### Challenges
1) In the lawn soil-test thread, how many yard waste bags did the spring de-thatch fill?
2) Resume the lawn soil-test thread from its final line and write the next portion of the discussion.

### Document passage
'''
# Canadian newbie with soil test results



## MisterMatt (Apr 8, 2020)

Hello fellow grass lovers,

Newbie here with a mediocre lawn that was the builders special with our new construction home. It has always been very thin and patchy - I'm sure my 'attempts' at overseeding/etc to fix didn't help much. We are located just outside of Toronto.

The general plan for the year is to:
- Proper de-thatch in spring (done, two yard waste bags full)
- Soil test and fertilize in spring
- Aeration, overseed, top dress, fertilize in fall.

The soil test has come back and I am seeking some guidance on fertilizer/etc for this spring.


----------



## g-man (Jun 15, 2017)

Do you know the test methods for this test? Is this all the test results (no calcium?)


----------



## MisterMatt (Apr 8, 2020)

That's it .. other than a page where you could do calculations on the results and levels to determine what you may need for fertilizer amounts.

Doesn't layout the test methodology but I could probably get that from the lab itself.


----------



## Chris1 (Apr 22, 2020)

results are some what limited , you could try another lab. PH is high , need sulfur and possibly gypsum . phos , K and OM are low


----------



## Ridgerunner (May 16, 2017)
'''
### Stored data
'''
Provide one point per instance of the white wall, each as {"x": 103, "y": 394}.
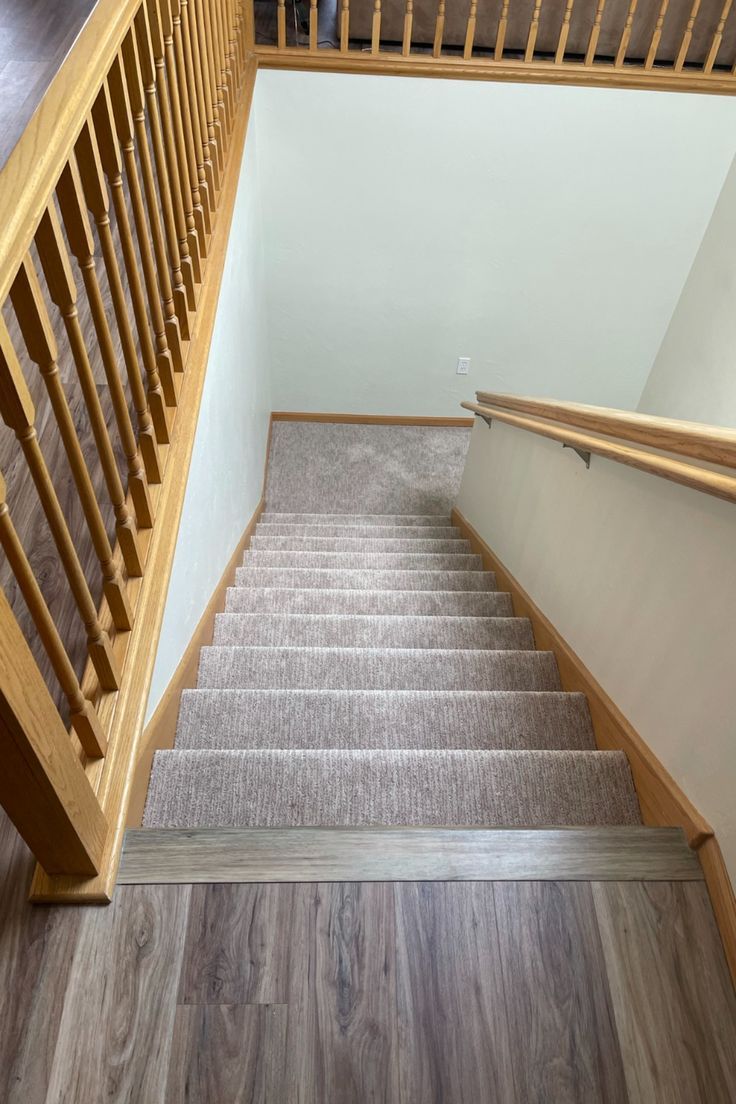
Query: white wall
'''
### Answers provided
1) Two yard waste bags.

2)
You'll need to call the lab and ask which extractant method was used to extract the major cation (Mg and K-potassium) and what extractant was used for P (phosphorous). Different extractants produce different results and it's necessary to know which extractant were used to determine nutrient deficiencies or excesses and to estimate needed application rates.


----------



## CanadianGrassMan (Apr 25, 2020)

where did you get your soil tested?


----------



## MisterMatt (Apr 8, 2020)

Agriculture Lab at University of Guelph


----------



## Ridgerunner (May 16, 2017)

University of Guelph uses Bicarbonate (Olsen) for P and Ammonium Acetate for Mg and K and Walkley Black method for OM. With a pH of 7.9, Ca should be abundant. If I recall correctly: 1 mg/l = 1 ppm, but Google to verify.

Olsen
Sufficiency Range (ppm): 12-28

Ammonium Acetate pH7
Sufficiency Range Ranges (ppm)
Ca: 500-750
Mg: 140-250, 100-200 for sands
K: 100-235, 75-175 for sands
S: 30-60


----------



## doverosx (Aug 7, 2019)

Thanks for the conversion, I also had Guelph university sample my soil.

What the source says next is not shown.